=== Section Start ===
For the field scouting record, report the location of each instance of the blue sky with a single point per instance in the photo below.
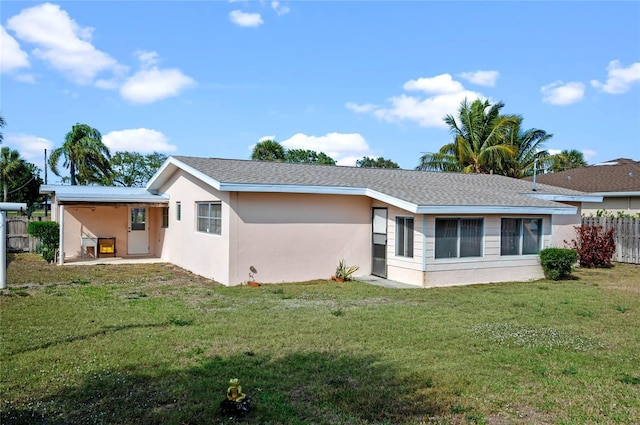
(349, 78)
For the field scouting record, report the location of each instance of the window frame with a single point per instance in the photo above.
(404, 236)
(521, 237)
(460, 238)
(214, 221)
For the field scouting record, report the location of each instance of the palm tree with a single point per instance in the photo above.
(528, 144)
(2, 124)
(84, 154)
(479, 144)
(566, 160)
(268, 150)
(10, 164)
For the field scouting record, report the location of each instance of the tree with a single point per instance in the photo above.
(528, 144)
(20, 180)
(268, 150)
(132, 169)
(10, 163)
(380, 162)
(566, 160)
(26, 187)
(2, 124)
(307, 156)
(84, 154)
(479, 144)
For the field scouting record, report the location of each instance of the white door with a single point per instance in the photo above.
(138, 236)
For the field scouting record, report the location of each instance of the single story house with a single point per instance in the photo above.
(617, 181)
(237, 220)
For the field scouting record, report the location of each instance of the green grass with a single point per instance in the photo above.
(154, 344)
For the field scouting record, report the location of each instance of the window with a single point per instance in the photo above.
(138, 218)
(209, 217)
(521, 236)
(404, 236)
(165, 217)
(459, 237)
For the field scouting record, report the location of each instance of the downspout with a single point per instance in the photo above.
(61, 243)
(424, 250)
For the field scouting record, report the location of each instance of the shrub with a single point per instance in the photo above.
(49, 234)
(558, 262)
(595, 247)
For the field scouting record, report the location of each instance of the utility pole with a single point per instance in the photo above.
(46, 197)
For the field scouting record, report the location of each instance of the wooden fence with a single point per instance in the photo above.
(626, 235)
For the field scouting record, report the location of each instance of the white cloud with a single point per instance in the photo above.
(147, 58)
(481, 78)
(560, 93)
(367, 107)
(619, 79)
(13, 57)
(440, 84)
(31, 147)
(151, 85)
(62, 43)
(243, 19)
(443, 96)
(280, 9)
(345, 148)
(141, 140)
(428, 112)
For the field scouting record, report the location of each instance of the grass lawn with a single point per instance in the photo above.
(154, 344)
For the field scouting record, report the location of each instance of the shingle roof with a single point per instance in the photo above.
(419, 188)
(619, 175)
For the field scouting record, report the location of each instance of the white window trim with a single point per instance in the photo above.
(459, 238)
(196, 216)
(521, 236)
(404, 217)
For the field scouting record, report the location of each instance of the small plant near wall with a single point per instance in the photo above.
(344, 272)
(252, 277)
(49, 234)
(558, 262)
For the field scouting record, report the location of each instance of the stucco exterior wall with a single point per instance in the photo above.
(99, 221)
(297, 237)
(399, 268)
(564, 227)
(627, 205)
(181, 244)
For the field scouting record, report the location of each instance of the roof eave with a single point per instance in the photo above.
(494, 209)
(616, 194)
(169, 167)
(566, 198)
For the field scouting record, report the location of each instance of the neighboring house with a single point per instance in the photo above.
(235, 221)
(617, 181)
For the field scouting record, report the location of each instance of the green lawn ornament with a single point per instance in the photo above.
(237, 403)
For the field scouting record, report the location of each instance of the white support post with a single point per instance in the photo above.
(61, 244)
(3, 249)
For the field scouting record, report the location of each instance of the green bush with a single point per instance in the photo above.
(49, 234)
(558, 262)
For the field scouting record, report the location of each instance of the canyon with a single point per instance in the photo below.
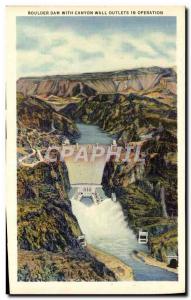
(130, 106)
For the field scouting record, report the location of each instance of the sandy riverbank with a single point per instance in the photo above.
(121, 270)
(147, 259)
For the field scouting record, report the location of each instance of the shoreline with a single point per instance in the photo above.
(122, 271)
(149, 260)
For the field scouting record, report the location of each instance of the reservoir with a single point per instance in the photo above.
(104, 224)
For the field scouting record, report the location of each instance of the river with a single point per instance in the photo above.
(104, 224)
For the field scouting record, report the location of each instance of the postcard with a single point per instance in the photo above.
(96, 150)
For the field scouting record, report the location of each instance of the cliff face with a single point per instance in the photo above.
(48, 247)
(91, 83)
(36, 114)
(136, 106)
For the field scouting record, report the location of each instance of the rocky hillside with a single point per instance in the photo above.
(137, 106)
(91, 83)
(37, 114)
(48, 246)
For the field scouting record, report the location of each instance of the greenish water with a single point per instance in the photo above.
=== Section End ===
# What the task requires
All of the data is to be returned exactly, with no pictures included.

# Your response
For the field scouting record, report the location of each instance of the blue sky with a single point per instance in the photo below.
(349, 78)
For the field scouting record, report the location of each instance of the window frame with a single point per instance in the photo above.
(404, 236)
(521, 237)
(460, 238)
(214, 221)
For the field scouting record, report the location of each instance of the palm tree with a single point per instance in the photo above.
(528, 144)
(2, 124)
(84, 154)
(479, 144)
(566, 160)
(268, 150)
(10, 164)
For the field scouting record, report the location of each instance of the tree with a single point per instance in the photo above.
(528, 144)
(20, 180)
(268, 150)
(132, 169)
(10, 163)
(380, 162)
(566, 160)
(26, 187)
(2, 124)
(307, 156)
(84, 154)
(479, 144)
For the field scouting record, report the location of each instance of the white door with a single point per instance in the photo above.
(138, 236)
For the field scouting record, report the location of each instance of the single story house with a single point per instance in the photo above.
(617, 181)
(237, 220)
For the field scouting record, report the location of each instance of the green grass with a single point per instance in the photo above.
(154, 344)
For the field scouting record, report the location of each instance of the window with a single point per instance in the photo above.
(138, 218)
(209, 217)
(521, 236)
(404, 236)
(165, 217)
(459, 237)
For the field scouting record, report the location of each instance of the downspout with a single point per instance in the photo above.
(61, 243)
(424, 250)
For the field scouting record, report the location of each instance of the shrub with a single point per instance in the photo above.
(49, 234)
(558, 262)
(595, 247)
For the field scouting record, report the location of each instance of the utility pole with a single point per instance in the photo above.
(46, 197)
For the field scouting record, report the location of each instance of the wooden fence with a single point per instance in the photo above.
(626, 235)
For the field scouting record, report the location of each instance of the white cloud with a single point per instance in the photo above.
(147, 58)
(481, 78)
(560, 93)
(367, 107)
(619, 79)
(13, 57)
(440, 84)
(31, 147)
(151, 85)
(62, 43)
(243, 19)
(443, 96)
(280, 9)
(345, 148)
(141, 140)
(428, 112)
For the field scouting record, report the location of each instance of the grass lawn with a single point per instance in the photo above.
(154, 344)
For the field scouting record, report the location of each instance of the shingle roof with a single point per instance in the photo above.
(419, 188)
(619, 175)
For the field scouting record, report the location of each instance of the white window trim with a single point per instance in the photo above.
(459, 238)
(196, 216)
(521, 236)
(404, 217)
For the field scouting record, report the location of each instance of the small plant near wall with a single point per instance in the photo above.
(344, 272)
(252, 277)
(49, 234)
(558, 262)
For the field scouting record, report the location of each instance of the stucco exterior wall with a single point per instance in the photo above.
(99, 221)
(297, 237)
(399, 268)
(564, 227)
(627, 205)
(181, 244)
For the field scouting record, report the location of each instance of the roof eave with a single point per instance in the photo above.
(494, 209)
(616, 194)
(169, 167)
(566, 198)
For the field scouting record, report the location of each instance of the neighboring house with a single point per instance in the photo above.
(235, 221)
(617, 181)
For the field scouting record, report the location of each instance of the green lawn ornament with a single point per instance in the photo above.
(237, 403)
For the field scouting record, report the location of each instance of the white support post with a single point per instance in the photo above.
(61, 244)
(3, 249)
For the field scouting record, report the location of each instance of the green bush with a single point per instance in the photo above.
(49, 234)
(558, 262)
For the field scouting record, report the location of each instance of the canyon with a single point per instance in the photo below.
(130, 106)
For the field scouting record, report the location of each instance of the sandy riverbank with a single point per instance in the photo above.
(121, 270)
(147, 259)
For the field scouting record, report the location of each instance of the shoreline with a single point per instance in the photo above.
(122, 271)
(149, 260)
For the field scouting record, report the location of each instance of the reservoir with a single point per instance in the photo above.
(104, 224)
For the field scouting record, report the location of each instance of the river with a single point per instance in the photo above.
(104, 224)
For the field scouting record, report the location of each instance of the postcard with a single point per instance in the photo above.
(96, 150)
For the field scouting record, report the location of each instance of the cliff face with a single point per instance in the photo above.
(48, 247)
(91, 83)
(36, 114)
(136, 106)
For the field scouting record, report the location of each instance of the rocky hillside with a single point per instance in the photo above.
(137, 106)
(91, 83)
(37, 114)
(48, 246)
For the field scouting record, report the location of each instance of the greenish water with a single point per instance in the photo above.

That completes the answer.